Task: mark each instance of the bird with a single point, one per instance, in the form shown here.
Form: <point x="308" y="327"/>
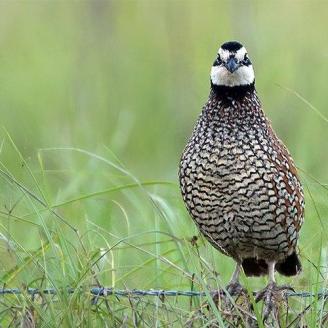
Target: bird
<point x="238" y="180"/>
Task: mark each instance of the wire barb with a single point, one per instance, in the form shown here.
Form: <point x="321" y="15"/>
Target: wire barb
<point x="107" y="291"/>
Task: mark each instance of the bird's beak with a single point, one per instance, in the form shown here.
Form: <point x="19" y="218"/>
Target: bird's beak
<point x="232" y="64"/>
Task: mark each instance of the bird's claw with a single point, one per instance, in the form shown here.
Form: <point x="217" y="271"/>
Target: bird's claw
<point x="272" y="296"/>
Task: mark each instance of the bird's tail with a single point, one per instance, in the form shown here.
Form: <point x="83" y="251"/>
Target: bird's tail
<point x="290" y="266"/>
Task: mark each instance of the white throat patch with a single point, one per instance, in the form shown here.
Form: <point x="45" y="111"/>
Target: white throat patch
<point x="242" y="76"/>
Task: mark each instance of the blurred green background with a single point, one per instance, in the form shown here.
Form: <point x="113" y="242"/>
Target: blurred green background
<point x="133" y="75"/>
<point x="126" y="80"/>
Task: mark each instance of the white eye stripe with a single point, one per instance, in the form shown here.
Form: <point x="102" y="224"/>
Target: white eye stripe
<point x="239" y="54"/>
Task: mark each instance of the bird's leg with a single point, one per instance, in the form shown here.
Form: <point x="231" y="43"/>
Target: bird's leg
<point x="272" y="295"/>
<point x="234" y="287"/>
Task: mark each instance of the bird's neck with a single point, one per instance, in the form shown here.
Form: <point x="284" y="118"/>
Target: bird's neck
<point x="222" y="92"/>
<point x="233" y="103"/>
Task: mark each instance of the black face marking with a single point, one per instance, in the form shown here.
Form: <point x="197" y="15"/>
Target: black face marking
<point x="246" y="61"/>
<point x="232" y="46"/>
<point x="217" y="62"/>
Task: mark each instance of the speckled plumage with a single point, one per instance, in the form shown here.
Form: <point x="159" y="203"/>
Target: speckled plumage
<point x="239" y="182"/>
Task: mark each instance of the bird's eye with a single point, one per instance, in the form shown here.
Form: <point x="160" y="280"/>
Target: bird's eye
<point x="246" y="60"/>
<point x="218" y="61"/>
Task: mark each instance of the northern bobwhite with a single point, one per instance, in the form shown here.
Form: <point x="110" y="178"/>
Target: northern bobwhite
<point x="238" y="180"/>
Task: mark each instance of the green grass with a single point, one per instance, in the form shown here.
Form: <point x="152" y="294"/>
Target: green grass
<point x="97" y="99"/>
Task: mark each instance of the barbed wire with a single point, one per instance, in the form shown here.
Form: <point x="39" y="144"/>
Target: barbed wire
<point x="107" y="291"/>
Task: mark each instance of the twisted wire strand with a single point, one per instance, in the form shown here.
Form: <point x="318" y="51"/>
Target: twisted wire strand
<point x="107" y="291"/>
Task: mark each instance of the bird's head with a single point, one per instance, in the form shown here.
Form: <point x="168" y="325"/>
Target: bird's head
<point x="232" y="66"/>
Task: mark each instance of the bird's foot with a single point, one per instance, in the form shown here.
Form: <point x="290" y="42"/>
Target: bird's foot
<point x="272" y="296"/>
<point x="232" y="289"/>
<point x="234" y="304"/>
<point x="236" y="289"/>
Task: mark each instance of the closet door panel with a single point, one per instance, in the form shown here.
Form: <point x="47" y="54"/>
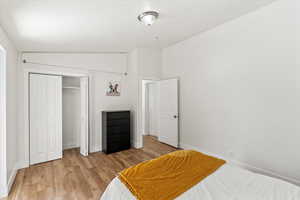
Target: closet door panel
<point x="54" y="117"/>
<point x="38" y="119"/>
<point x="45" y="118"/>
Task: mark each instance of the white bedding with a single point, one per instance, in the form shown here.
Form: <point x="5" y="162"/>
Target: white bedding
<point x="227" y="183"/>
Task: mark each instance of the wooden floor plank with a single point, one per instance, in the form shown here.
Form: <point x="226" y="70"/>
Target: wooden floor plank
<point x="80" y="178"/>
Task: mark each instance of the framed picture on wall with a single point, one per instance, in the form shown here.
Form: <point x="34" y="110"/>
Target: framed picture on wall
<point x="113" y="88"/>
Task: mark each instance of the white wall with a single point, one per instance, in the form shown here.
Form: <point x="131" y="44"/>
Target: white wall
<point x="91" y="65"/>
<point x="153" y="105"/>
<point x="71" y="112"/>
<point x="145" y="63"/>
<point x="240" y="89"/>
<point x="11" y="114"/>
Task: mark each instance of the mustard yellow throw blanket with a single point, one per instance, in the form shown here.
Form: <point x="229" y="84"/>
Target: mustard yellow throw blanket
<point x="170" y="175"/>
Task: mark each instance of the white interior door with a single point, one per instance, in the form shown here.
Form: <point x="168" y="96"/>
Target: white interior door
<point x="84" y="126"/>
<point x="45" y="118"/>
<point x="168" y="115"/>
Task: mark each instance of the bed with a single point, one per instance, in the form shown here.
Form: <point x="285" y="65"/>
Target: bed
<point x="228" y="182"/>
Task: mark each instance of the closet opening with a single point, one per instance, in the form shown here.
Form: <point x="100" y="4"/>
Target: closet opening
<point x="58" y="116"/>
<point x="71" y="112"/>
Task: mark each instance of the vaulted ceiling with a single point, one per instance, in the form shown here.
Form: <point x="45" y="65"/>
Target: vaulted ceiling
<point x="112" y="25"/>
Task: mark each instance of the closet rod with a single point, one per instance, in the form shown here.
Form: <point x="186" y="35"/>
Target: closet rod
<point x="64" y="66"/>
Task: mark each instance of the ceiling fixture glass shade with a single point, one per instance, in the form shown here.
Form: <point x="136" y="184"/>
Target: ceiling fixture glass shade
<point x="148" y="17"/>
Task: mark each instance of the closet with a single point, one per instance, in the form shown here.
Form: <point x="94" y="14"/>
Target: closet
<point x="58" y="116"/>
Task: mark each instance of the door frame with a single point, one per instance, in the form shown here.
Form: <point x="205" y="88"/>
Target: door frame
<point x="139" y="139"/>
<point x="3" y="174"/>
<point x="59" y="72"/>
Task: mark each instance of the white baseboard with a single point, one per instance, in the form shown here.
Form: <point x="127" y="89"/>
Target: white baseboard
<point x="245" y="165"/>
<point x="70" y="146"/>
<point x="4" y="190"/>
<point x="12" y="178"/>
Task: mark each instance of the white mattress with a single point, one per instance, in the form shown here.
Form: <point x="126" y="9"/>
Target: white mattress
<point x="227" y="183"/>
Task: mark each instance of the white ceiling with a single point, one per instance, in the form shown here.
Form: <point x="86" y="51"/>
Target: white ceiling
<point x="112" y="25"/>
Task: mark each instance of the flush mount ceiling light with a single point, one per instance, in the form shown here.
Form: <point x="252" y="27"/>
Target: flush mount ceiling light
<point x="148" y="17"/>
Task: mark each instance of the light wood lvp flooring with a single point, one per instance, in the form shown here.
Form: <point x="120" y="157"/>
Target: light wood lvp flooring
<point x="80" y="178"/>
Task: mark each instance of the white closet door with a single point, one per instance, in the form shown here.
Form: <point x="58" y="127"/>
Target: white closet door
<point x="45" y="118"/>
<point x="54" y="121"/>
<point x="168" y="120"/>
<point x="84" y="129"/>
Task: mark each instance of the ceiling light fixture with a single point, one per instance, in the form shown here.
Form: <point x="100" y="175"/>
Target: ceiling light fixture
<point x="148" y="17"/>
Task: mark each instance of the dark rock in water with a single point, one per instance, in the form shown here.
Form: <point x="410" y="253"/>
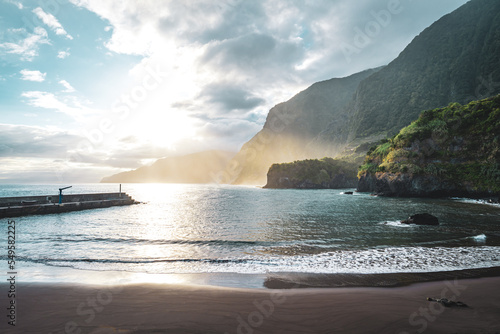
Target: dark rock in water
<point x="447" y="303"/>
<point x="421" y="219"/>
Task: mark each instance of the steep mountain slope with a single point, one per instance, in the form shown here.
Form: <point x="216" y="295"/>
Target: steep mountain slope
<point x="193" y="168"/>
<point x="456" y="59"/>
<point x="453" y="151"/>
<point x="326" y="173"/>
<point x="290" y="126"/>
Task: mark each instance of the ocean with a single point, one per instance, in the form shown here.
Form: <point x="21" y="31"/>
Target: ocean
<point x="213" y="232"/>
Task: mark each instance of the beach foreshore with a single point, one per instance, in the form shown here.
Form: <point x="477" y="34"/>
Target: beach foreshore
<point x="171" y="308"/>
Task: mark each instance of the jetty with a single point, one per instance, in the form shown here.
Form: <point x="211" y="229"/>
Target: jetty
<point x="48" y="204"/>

= = = = = = =

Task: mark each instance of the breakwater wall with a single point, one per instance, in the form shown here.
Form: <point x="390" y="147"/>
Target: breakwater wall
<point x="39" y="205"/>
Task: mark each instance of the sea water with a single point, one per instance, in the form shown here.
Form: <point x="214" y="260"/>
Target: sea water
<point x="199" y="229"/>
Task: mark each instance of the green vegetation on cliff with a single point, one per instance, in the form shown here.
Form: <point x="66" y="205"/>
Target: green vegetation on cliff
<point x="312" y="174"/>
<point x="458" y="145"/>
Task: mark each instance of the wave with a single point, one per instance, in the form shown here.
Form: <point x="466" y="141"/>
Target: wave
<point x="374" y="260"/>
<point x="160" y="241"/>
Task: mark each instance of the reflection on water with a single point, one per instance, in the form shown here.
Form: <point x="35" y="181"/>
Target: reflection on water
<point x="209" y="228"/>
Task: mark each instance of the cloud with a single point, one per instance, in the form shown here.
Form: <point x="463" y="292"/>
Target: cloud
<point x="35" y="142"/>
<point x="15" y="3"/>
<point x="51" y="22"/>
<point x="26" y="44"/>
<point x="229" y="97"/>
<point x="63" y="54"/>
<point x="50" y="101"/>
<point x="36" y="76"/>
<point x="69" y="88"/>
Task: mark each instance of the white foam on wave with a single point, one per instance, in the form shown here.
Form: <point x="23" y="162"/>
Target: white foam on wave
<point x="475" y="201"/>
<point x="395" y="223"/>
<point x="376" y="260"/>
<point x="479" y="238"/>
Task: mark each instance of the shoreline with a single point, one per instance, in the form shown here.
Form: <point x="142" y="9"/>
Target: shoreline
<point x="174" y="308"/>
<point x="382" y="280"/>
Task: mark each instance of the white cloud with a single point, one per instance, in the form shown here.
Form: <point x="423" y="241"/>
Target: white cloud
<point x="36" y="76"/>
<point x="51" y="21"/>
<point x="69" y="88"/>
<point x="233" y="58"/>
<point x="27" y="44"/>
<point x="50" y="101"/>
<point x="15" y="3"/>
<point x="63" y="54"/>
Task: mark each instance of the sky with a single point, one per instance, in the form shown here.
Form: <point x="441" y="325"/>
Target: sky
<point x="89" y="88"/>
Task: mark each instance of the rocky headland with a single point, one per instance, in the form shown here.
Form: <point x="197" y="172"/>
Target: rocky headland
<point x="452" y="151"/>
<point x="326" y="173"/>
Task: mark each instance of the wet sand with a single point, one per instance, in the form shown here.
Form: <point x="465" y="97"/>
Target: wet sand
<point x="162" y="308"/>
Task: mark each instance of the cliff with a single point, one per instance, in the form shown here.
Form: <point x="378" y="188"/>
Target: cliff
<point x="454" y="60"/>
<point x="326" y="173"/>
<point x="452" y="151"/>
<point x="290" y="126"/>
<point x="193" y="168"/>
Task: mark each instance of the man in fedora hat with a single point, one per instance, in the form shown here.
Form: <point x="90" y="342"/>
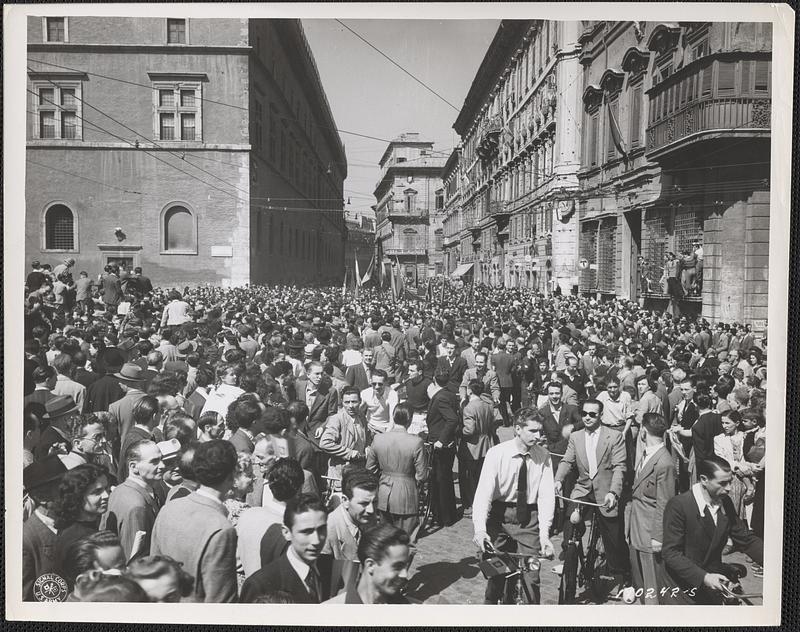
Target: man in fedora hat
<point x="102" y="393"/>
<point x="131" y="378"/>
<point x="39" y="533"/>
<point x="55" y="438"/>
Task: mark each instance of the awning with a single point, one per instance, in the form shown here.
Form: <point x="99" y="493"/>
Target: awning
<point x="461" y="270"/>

= = = = = = =

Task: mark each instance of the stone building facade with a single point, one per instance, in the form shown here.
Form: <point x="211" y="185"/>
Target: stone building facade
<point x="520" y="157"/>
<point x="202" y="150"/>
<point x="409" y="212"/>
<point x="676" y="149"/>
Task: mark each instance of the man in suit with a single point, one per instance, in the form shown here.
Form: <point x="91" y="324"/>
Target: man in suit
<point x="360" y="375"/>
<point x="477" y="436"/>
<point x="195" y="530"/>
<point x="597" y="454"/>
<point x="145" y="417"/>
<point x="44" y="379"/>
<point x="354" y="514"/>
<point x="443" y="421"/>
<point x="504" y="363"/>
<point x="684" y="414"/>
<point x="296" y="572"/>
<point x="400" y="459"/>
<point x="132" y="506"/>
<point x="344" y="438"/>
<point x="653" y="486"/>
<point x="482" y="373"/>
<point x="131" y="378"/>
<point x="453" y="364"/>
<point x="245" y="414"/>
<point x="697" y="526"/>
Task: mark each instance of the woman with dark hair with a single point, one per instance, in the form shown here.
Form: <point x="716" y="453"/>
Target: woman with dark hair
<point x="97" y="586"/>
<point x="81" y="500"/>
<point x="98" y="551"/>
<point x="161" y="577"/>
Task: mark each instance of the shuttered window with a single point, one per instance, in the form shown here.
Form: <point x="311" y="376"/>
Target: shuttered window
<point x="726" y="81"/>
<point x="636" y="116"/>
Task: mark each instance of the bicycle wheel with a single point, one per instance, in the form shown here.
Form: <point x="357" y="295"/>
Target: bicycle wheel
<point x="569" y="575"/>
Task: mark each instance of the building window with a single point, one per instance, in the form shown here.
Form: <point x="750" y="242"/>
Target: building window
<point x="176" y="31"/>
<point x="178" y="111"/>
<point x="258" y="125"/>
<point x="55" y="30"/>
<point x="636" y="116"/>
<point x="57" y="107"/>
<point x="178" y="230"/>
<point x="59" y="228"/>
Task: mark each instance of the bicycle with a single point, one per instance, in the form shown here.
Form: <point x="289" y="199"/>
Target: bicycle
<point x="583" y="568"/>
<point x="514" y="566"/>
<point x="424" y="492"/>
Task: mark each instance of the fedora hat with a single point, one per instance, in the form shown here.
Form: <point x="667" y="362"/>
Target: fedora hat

= = = = = = =

**Work required**: Copy back the listing above exactly, but only from the line with "Target: white cloud" through the line with "Task: mark each instance of the sky", both ends included.

**Exercise solution**:
Target: white cloud
<point x="36" y="76"/>
<point x="51" y="21"/>
<point x="69" y="88"/>
<point x="233" y="58"/>
<point x="27" y="44"/>
<point x="50" y="101"/>
<point x="15" y="3"/>
<point x="63" y="54"/>
Task: mark each instance of the sky with a single point, one per instance, in the form shown here.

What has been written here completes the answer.